**Records for this exercise:**
|---|
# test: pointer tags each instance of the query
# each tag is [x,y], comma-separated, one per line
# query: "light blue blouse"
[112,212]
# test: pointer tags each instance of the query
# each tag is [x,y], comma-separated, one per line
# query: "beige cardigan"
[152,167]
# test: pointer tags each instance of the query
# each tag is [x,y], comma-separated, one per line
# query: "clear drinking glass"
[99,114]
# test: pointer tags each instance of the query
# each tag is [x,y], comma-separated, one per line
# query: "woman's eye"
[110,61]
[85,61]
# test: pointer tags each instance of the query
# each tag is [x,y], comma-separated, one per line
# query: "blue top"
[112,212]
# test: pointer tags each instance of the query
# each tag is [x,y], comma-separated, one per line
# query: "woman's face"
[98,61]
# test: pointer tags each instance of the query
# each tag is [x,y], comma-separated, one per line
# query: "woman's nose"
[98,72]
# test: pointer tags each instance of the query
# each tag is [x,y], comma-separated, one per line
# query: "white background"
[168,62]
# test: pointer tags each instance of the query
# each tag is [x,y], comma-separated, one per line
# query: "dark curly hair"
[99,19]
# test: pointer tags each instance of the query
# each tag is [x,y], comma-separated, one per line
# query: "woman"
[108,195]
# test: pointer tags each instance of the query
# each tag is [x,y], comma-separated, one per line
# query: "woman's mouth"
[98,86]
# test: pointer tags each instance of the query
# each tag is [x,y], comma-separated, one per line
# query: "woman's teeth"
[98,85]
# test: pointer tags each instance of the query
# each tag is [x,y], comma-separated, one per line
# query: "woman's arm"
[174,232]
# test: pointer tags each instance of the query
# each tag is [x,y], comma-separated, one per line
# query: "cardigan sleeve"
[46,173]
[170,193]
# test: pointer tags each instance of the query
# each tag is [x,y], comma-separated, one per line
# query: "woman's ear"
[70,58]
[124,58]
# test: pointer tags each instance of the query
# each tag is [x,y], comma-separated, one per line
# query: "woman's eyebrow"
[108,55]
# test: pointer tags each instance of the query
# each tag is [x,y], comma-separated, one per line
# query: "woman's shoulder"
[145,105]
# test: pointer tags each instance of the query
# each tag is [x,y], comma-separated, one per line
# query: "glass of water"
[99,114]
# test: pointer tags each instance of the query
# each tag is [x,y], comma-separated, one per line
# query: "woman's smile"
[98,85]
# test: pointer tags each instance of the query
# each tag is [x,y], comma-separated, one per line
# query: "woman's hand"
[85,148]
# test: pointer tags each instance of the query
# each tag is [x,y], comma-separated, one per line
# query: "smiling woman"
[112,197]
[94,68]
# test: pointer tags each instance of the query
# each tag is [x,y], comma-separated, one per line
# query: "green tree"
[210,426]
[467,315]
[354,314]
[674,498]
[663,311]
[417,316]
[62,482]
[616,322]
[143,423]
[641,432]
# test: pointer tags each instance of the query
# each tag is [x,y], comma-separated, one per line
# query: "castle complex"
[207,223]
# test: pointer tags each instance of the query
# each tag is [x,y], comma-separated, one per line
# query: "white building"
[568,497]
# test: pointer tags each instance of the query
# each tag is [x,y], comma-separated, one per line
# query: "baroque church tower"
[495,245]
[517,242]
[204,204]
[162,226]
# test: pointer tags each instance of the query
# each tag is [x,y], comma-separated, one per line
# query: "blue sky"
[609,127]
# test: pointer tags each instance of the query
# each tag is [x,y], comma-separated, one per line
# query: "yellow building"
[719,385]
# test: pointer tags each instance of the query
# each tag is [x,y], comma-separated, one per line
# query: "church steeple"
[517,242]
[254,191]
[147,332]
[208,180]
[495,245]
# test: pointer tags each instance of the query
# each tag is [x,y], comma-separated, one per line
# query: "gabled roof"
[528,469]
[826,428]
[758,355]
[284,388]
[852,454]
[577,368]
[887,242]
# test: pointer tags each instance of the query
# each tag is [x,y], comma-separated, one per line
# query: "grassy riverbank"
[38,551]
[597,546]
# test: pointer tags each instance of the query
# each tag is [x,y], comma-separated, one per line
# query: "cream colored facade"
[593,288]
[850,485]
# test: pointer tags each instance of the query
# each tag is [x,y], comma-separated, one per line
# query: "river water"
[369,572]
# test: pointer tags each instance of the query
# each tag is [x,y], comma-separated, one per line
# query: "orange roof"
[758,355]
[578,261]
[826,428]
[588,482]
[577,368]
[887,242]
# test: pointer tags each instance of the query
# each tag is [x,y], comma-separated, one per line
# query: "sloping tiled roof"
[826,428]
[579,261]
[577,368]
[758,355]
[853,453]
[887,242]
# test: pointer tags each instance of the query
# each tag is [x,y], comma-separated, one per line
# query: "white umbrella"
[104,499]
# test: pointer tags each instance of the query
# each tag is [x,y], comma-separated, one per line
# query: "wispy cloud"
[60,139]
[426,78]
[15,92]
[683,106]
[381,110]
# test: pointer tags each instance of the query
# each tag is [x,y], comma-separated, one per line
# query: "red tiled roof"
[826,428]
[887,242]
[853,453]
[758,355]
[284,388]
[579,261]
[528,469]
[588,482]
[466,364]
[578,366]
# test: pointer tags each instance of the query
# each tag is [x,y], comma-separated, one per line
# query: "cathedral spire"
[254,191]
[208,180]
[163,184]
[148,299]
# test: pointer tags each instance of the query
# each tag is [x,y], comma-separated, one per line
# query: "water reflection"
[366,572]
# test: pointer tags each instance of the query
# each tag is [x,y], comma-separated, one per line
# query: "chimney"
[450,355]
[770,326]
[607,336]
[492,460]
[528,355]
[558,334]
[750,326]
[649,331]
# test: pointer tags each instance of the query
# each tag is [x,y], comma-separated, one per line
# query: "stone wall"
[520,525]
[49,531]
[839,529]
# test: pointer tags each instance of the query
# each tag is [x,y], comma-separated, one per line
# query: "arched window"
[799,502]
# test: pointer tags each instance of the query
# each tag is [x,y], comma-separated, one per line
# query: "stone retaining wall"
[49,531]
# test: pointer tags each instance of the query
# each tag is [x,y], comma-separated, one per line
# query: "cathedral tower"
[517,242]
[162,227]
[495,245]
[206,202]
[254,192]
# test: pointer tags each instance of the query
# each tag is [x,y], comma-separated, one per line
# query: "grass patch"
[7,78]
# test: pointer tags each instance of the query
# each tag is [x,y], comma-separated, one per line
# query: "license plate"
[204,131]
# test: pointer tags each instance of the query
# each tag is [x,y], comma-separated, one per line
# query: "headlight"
|---|
**About this task:** Transcribe the listing above in full, word for word.

**Your response:**
# test: pointer tags each instance of the query
# each tag is [x,y], comma-separated, one per line
# query: "light blue blouse"
[112,212]
# test: pointer tags each instance of the query
# each tag is [x,y], comma-separated, one per line
# query: "beige cardigan"
[152,167]
# test: pointer tags each instance of the query
# each tag is [x,y], comma-separated, one per line
# query: "clear drinking glass"
[99,114]
# test: pointer tags each instance of the query
# each tag is [x,y], comma-separated, one per line
# query: "woman's eye"
[110,61]
[85,61]
# test: pointer tags each instance of the query
# each tag is [x,y], comma-separated, one per line
# query: "blue top"
[112,212]
# test: pointer tags each instance of the query
# each tag is [x,y], comma-separated, one per line
# query: "woman's face"
[98,61]
# test: pointer tags each instance of the query
# each tag is [x,y], comma-separated, one per line
# query: "woman's nose"
[98,72]
# test: pointer tags each instance of the query
# each tag is [x,y], comma-separated, one per line
# query: "white background"
[168,62]
# test: pointer tags each instance of the query
# each tag is [x,y], comma-separated, one per line
# query: "dark curly hair"
[99,19]
# test: pointer tags each instance of the query
# each tag is [x,y], comma-separated, one per line
# query: "woman"
[108,195]
# test: pointer tags each instance of the query
# each tag is [x,y], comma-separated, one per line
# query: "woman's mouth"
[98,86]
# test: pointer tags each instance of the query
# each tag is [x,y], comma-separated, one per line
# query: "woman's teeth"
[98,85]
# test: pointer tags each instance of the query
# each tag is [x,y], comma-separated, one per line
# query: "woman's arm"
[174,232]
# test: pointer tags each instance of the query
# each tag is [x,y], comma-separated, one per line
# query: "cardigan sleeve"
[46,173]
[170,193]
# test: pointer tags each instance of the query
# each tag is [x,y], comma-separated, one per line
# query: "woman's ear"
[70,58]
[124,58]
# test: pointer tags each instance of the query
# each tag is [x,y], comma-separated, one per line
# query: "woman's eyebrow"
[108,55]
# test: pointer tags each instance of the query
# each tag is [x,y], comma-separated, one per line
# query: "woman's shoulder"
[145,105]
# test: pointer tags each instance of the query
# each tag is [x,y], comma-separated, one per line
# query: "glass of water"
[99,114]
# test: pointer tags each instance of the query
# each tag is [x,y], comma-separated, one per line
# query: "woman's smile"
[98,85]
# test: pointer tags each instance of the query
# each tag is [x,y], comma-separated, one per line
# query: "woman's hand"
[85,148]
# test: pointer tags each instance of the query
# each tag is [x,y], comma-separated, one per line
# query: "smiling woman"
[112,197]
[94,68]
# test: pointer tags each instance of the query
# each tag is [x,y], comma-separated, one per line
# query: "green tree"
[210,426]
[467,315]
[354,314]
[674,498]
[663,311]
[417,316]
[62,482]
[616,322]
[143,423]
[641,432]
# test: pointer tags each instance of the query
# each tag is [x,y], comma-separated, one per line
# query: "castle complex"
[207,223]
# test: pointer tags each instance of the query
# each tag is [x,y], comma-separated, one per line
# query: "white building"
[568,497]
# test: pointer tags each instance of the query
# each tag is [x,y], comma-separated, one per line
# query: "baroque church tower"
[495,245]
[517,242]
[204,204]
[162,226]
# test: pointer tags each instance of the query
# each tag is [x,y], comma-separated, one per line
# query: "blue sky"
[609,127]
# test: pointer tags each instance of the query
# each tag is [x,y], comma-separated, one per line
# query: "yellow building"
[719,385]
# test: pointer tags each instance of the query
# each tag is [x,y], comma-separated, one per line
# query: "church steeple"
[517,242]
[254,191]
[147,332]
[208,180]
[495,245]
# test: pointer tags each instance of the query
# each tag is [x,y], comma-separated, one per line
# query: "gabled roof"
[528,469]
[826,428]
[758,355]
[284,388]
[852,454]
[577,368]
[887,242]
# test: pointer tags each instance of the query
# each tag is [x,y], comma-separated, one per line
# query: "grassy riverbank"
[38,551]
[597,546]
# test: pointer tags each instance of the query
# each tag is [x,y], comma-separated, one per line
# query: "cream colored facade"
[593,288]
[850,485]
# test: pointer tags each instance of the query
# each tag is [x,y], comma-separated, one per line
# query: "river water"
[369,572]
# test: pointer tags each instance of the query
# each tag is [x,y], comma-separated, one per line
# query: "orange roof"
[758,355]
[578,261]
[826,428]
[588,482]
[577,368]
[887,242]
# test: pointer tags each instance of the query
# each tag is [x,y], comma-separated, one per line
# query: "sloping tiled roof"
[826,428]
[579,261]
[577,368]
[758,355]
[853,453]
[887,242]
# test: pointer tags each instance of the query
# each tag is [x,y], comma-separated, one per line
# query: "white umbrella"
[104,499]
# test: pointer tags each instance of the query
# each tag is [x,y], comma-separated, one per line
# query: "wispy cloud"
[60,139]
[426,78]
[15,92]
[683,106]
[381,110]
# test: pointer tags each instance of the query
# each tag is [x,y], comma-separated, one per line
# query: "red tiled roof"
[826,428]
[887,242]
[853,453]
[758,355]
[284,388]
[579,261]
[528,469]
[588,482]
[466,364]
[578,366]
# test: pointer tags each instance of the query
# each tag is [x,y], comma-separated, one per line
# query: "cathedral spire"
[254,191]
[208,180]
[163,184]
[148,299]
# test: pointer tags each instance of the query
# each tag is [x,y], comma-separated, one per line
# query: "water reflection"
[366,572]
# test: pointer tags each instance of the query
# each tag is [x,y], comma-separated, one per line
# query: "chimney"
[450,355]
[770,326]
[607,336]
[492,460]
[528,355]
[558,334]
[750,326]
[649,331]
# test: pointer tags each instance of the query
# each tag is [x,y], comma-separated, one per line
# query: "stone wall"
[520,525]
[49,531]
[839,529]
# test: pointer tags each instance of the query
# each tag is [x,y], comma-separated, one per line
# query: "arched window"
[799,502]
# test: pointer tags each instance of the query
# each tag is [x,y], comma-separated, one per line
# query: "stone retaining wall"
[49,531]
# test: pointer tags each instance of the query
# each tag is [x,y], comma-separated, one per line
# query: "cathedral tower"
[517,242]
[162,227]
[495,245]
[206,202]
[254,192]
# test: pointer tags each instance of the query
# each tag is [x,y], comma-separated, one per line
# query: "grass patch"
[7,78]
# test: pointer tags each instance of the query
# each tag is [x,y], comma-separated, one per line
# query: "license plate"
[204,131]
# test: pointer tags each instance of the query
# each tag is [x,y], comma-separated, one per line
# query: "headlight"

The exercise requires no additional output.